De kans bestaat dat de disc niet wordt
uitgeworpen en dat de installatie defect
raakt.


Page 477 of 842

5–20
Interieurvoorzieningen
Audio-installatie
 


 Stof, vingerafdrukken en vuil kunnen
de hoeveelheid licht dat door het
signaaloppervlak weerkaatst wordt
verminderen, hetgeen een nadelige
invloed op de geluidskwaliteit heeft.
Indien de CD verontreinigd mocht
raken, deze voorzichtig met een zachte
doek vanaf het midden van de CD tot
aan de rand afvegen.
 


 Gebruik geen reinigings-sprays voor
grammofoonplaten, anti-statische
reinigingsmiddelen of huishoudelijke
spray-reinigers. Vluchtige chemische
middelen zoals benzine en terpentijn
kunnen het oppervlak van de CD
eveneens beschadigen en mogen dus
niet worden gebruikt. Alle middelen
die plastic aantasten, doen kromtrekken
of dof maken mogen nooit voor het
reinigen van CD's worden gebruikt.
 


 De CD speler werpt de CD uit als de
CD ondersteboven wordt ingestoken.

-.-.-

▶ _Opdrachten_
1. Kun je de brontekst in twee zinnen samenvatten?
2. Waarom heeft vuil op een CD volgens de brontekst een nadelige invloed op de geluidskwaliteit? Leg het uit in één of twee zinnen.

▶ _Materiaal_
-.-.-

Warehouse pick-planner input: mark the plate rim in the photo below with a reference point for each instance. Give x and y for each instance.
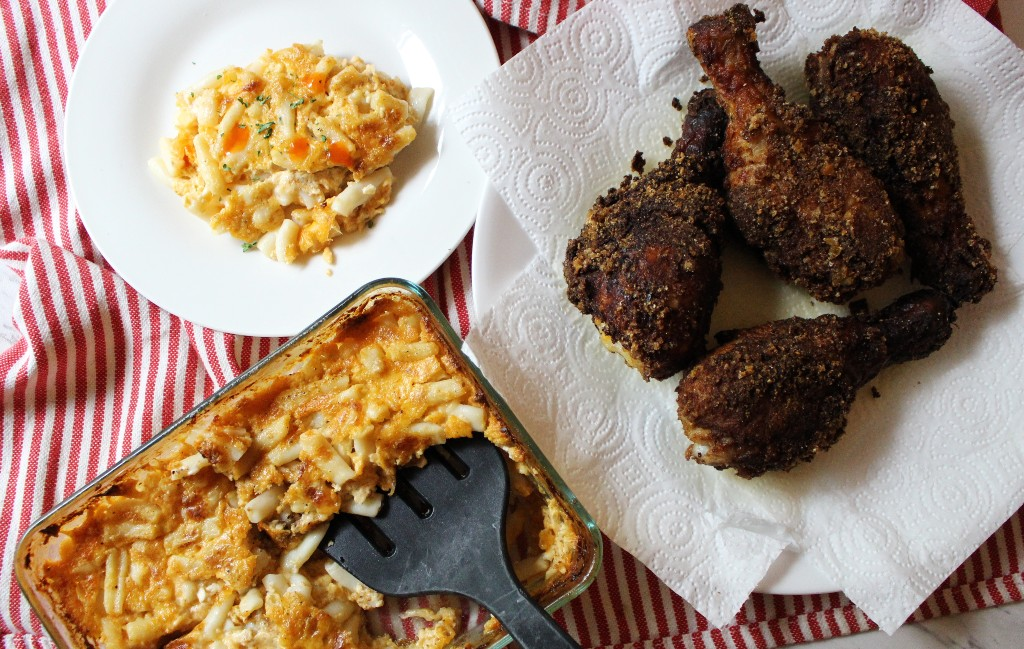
(108, 35)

-.-.-

▶ _Antwoorden_
1. Stof, vingerafdrukken en vuil verminderen de hoeveelheid licht die het signaaloppervlak van een CD weerkaatst, wat de geluidskwaliteit schaadt; een vuile CD veeg je daarom voorzichtig met een zachte doek af, van het midden naar de rand. Reinigingssprays voor grammofoonplaten, antistatische middelen, huishoudelijke spray-reinigers, vluchtige middelen zoals benzine en terpentijn en alle middelen die plastic aantasten, doen kromtrekken of dof maken, mogen niet worden gebruikt, en een ondersteboven ingestoken CD wordt door de speler uitgeworpen.

2. Stof, vingerafdrukken en vuil verminderen de hoeveelheid licht die door het signaaloppervlak wordt weerkaatst. Daardoor gaat de geluidskwaliteit achteruit.